+++ Source

A banner hangs on an overpass on Interstate 395 advertising the new Interstate 95 Express Lanes in December 2014. (Molly Riley/AP)

Mark Scheufler lives in Manassas.

In 2011, the Virginia Department of Transportation finished widening Interstate 95 from three to four lanes in each direction between Springfield and the Occoquan River. Unfortunately, the project scope left an extremely poor transition point in the southbound direction at the interchange with Virginia Route 123.

Soon after the widening project was completed, Virginia entered into an agreement with a private entity to convert and expand the I-95 High Occupancy Vehicle lanes to High Occupancy Toll lanes. The reversible lanes were widened between Alexandria and Prince William Parkway and extended to Stafford County. The toll system opened in late 2015. The toll project made the southbound bottleneck even worse because single-occupancy vehicles were no longer able to use the new HOT lanes after 6 p.m. without paying a toll. Because of right-of-way constraints along the I-95 corridor, the reversible-lane configuration will likely not change in the foreseeable future.

++++++
+++ Dataset excerpts

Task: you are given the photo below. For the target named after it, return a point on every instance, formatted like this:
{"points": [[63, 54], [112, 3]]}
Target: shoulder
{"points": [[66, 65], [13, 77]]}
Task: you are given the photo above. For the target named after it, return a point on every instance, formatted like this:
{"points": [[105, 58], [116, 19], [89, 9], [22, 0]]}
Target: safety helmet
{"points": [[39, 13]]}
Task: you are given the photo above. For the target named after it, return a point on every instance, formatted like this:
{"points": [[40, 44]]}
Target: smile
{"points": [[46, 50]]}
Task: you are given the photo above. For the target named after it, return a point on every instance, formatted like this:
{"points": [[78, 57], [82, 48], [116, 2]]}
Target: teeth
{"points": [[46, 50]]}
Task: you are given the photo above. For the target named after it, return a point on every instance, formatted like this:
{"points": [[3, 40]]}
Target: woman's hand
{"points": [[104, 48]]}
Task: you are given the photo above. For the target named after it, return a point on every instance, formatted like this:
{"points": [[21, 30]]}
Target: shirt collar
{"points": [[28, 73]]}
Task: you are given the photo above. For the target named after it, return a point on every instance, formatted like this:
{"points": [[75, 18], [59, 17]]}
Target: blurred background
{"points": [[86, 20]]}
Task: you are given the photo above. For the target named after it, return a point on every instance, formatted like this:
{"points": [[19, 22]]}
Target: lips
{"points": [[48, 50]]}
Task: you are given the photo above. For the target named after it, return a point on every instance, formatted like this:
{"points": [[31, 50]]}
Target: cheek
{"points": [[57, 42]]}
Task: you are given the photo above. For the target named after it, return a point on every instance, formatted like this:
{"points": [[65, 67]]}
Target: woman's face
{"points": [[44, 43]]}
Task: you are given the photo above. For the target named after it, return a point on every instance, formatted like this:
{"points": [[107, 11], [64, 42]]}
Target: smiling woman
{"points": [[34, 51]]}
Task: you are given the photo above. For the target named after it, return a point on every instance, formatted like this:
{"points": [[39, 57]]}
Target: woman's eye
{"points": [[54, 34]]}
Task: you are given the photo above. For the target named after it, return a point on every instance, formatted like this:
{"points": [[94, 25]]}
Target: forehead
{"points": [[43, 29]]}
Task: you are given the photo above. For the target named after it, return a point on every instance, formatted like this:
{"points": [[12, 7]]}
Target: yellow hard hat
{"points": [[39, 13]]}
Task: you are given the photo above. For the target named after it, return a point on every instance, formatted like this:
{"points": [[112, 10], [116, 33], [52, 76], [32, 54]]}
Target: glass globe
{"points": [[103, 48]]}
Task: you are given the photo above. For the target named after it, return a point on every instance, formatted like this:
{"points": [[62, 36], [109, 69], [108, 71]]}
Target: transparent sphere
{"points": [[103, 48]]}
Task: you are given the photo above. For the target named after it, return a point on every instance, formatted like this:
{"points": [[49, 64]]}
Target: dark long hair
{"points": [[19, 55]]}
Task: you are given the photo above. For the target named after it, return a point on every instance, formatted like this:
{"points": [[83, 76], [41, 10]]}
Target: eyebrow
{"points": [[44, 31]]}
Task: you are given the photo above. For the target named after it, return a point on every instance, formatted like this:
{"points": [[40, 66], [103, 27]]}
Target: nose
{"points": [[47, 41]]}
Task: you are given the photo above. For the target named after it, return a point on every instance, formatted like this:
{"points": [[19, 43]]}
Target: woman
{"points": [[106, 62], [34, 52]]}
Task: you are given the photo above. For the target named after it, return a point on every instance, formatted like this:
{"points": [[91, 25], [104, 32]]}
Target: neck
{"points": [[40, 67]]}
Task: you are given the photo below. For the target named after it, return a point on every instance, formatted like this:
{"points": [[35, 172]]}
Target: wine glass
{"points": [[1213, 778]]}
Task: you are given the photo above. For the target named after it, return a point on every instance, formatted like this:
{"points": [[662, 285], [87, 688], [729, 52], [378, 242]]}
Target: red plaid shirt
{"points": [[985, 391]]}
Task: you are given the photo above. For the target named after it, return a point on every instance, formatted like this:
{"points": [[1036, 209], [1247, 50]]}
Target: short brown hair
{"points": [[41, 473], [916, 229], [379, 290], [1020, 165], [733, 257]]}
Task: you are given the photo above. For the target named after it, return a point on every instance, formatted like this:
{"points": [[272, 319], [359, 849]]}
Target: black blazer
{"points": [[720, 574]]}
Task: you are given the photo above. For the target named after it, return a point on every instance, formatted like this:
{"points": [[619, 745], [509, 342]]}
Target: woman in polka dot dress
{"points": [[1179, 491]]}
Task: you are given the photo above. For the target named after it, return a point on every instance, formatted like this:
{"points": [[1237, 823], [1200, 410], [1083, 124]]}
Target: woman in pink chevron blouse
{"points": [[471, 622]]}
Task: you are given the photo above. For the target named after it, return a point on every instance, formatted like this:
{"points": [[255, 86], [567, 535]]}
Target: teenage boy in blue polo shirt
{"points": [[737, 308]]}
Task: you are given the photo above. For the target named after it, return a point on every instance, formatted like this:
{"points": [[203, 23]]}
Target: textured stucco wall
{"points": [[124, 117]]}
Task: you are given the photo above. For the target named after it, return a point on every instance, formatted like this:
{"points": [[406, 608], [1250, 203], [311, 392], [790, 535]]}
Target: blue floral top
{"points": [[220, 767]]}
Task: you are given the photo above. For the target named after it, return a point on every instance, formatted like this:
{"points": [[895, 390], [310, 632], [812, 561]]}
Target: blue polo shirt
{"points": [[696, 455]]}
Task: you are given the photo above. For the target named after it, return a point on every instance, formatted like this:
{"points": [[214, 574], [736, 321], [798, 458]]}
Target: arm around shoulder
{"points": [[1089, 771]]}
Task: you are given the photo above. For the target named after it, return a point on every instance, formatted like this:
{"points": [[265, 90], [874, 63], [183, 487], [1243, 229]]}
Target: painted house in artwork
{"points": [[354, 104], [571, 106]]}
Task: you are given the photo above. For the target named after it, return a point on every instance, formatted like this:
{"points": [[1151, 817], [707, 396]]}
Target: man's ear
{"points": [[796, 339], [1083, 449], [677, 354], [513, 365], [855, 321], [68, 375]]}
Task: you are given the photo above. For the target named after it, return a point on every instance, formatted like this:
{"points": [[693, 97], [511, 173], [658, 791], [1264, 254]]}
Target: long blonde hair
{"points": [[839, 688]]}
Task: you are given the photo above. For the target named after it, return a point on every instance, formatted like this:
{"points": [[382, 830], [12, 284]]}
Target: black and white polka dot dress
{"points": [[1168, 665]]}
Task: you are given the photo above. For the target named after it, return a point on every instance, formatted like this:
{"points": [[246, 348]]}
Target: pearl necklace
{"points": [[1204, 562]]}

++++++

Task brief: Decide whether each statement agrees with the article on Interstate 95, answering yes or no and quoting the deciding words of the article: (a) the widening finished in 2011 took the highway from three to four lanes in each direction between Springfield and the Occoquan River; (b) the toll system opened in early 2015; (c) the reversible lanes were extended to Stafford County. The rows are separate material from the article on Interstate 95.

Task result:
(a) Yes: "In 2011, the Virginia Department of Transportation finished widening Interstate 95 from three to four lanes in each direction between Springfield and the Occoquan River."
(b) No: "The toll system opened in late 2015."
(c) Yes: "The reversible lanes were widened between Alexandria and Prince William Parkway and extended to Stafford County."